Work item:
The stretch from the line with "If you could indicate the white boat" through the line with "point(5, 193)" in the records below: write it out exactly, and nothing else.

[Recorded data]
--- START ---

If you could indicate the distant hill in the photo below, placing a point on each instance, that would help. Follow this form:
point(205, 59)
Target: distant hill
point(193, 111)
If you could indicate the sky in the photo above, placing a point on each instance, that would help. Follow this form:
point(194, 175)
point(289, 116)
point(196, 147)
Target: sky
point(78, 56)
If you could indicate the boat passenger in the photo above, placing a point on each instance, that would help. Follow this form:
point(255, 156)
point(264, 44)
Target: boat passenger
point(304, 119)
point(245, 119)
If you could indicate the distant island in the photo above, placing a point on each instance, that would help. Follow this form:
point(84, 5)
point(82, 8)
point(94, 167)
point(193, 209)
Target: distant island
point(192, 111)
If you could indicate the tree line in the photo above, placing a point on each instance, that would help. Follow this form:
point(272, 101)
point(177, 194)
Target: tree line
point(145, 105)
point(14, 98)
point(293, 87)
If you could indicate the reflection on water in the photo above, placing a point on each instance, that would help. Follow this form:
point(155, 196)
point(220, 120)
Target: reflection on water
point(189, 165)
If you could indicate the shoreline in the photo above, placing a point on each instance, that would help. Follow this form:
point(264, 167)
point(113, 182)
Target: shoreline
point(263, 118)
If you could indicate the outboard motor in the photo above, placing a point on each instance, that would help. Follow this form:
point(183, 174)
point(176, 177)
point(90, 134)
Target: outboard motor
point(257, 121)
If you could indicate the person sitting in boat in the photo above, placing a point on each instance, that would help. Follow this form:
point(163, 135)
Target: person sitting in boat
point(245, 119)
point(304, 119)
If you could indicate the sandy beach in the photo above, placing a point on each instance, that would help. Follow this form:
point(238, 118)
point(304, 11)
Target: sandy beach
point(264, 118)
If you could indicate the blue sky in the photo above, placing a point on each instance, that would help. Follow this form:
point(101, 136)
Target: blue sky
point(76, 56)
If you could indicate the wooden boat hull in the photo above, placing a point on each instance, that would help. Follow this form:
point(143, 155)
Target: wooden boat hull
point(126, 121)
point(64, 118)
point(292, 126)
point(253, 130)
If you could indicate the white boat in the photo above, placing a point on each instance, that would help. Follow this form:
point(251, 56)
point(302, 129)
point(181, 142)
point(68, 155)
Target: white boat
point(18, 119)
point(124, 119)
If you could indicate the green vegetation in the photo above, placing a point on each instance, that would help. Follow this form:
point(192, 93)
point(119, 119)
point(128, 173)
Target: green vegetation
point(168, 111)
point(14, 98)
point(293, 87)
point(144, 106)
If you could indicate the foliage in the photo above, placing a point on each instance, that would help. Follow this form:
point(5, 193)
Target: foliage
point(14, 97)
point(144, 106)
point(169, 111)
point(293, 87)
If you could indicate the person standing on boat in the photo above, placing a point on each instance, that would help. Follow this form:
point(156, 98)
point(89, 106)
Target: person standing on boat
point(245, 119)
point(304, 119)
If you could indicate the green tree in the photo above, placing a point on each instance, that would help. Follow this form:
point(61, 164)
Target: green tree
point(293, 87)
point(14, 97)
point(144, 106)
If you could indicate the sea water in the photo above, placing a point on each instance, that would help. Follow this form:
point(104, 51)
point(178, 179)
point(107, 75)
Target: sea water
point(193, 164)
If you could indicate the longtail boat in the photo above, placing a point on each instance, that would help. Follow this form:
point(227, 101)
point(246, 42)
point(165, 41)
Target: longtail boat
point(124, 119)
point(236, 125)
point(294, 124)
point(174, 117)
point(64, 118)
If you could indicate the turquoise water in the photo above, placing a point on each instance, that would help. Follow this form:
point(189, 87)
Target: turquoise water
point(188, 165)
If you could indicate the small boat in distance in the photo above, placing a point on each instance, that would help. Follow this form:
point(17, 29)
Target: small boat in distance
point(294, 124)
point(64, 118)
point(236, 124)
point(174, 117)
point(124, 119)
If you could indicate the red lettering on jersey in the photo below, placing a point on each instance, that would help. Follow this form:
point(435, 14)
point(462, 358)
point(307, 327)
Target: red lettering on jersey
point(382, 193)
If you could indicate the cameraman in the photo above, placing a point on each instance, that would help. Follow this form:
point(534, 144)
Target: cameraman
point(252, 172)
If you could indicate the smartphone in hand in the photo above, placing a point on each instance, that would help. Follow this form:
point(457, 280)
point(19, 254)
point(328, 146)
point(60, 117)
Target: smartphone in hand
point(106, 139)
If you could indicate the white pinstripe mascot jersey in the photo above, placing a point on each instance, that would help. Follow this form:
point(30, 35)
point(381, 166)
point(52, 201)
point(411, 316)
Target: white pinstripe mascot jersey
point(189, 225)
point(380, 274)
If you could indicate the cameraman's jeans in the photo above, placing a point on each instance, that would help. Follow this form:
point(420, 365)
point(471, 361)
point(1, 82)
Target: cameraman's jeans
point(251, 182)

--- END ---

Task result:
If you could indicate the white boat in the photo above, placing a point on each instance, that would help. Follow this form:
point(251, 56)
point(302, 129)
point(181, 142)
point(68, 155)
Target: white boat
point(18, 119)
point(124, 119)
If you could indicate the green vegetation in the photo above, placing a point on each instance, that would help. Follow this form:
point(192, 93)
point(119, 119)
point(128, 173)
Target: green vegetation
point(168, 111)
point(14, 98)
point(293, 87)
point(144, 106)
If you could indicate the foliage in the photo above, placing a point on each instance, that would help. Follow this form:
point(5, 193)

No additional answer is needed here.